# Start of Raw records

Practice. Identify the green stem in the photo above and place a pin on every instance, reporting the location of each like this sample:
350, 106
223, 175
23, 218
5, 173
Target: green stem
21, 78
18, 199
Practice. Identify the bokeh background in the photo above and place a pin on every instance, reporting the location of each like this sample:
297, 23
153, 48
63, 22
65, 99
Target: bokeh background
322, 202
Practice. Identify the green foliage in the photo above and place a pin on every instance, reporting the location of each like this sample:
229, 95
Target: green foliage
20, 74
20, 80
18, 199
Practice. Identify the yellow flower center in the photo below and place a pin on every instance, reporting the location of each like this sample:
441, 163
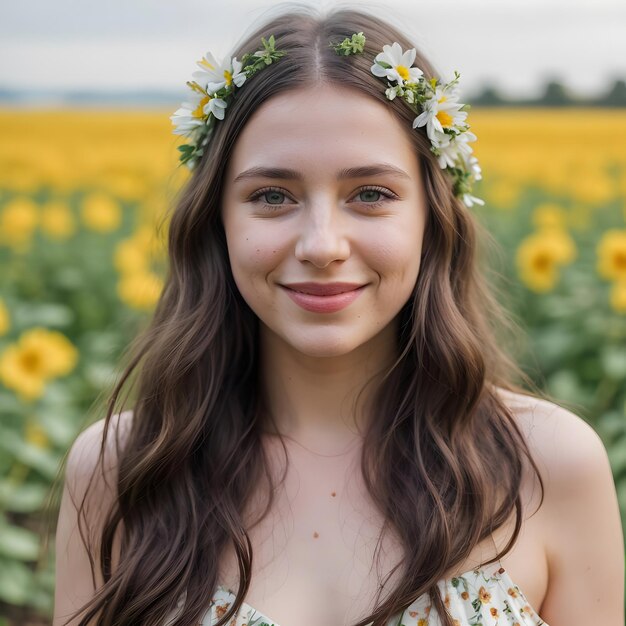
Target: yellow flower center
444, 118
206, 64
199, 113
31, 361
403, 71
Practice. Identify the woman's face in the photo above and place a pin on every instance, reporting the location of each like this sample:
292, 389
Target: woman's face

# End of Raw records
# Start of Raw records

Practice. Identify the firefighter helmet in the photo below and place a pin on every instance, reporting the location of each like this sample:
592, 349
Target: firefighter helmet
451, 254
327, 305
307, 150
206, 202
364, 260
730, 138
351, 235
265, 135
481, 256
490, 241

# End of Raw records
# Start of Raw records

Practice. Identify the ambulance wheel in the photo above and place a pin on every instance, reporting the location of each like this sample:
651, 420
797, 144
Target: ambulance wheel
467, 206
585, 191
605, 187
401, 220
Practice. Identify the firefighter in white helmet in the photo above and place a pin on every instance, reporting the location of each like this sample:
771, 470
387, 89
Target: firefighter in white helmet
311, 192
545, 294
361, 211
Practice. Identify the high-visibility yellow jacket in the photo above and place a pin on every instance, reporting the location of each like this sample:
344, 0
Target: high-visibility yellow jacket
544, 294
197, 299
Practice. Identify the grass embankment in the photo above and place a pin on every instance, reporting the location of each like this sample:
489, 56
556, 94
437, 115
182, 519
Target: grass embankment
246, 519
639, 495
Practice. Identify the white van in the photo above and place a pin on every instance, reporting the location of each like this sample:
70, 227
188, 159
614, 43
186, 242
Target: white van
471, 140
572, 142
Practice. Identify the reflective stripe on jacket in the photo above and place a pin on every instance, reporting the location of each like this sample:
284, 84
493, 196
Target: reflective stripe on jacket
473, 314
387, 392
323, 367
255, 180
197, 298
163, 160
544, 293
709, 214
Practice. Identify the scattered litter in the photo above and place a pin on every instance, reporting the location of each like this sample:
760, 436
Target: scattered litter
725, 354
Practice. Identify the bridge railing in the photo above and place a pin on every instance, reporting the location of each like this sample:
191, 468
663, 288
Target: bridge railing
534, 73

# End of Raw records

> _What is asked_
In the listing above, print out the lines starting with the one containing "Practice. Identify the woman's" and going on through the one containing "Target: woman's face", both included, character for character and nothing else.

> _Answer for the task_
Practice. Identify the woman's face in the photo above and place a pin on every instance, reporting the location of each like this sample:
292, 389
Target: woman's face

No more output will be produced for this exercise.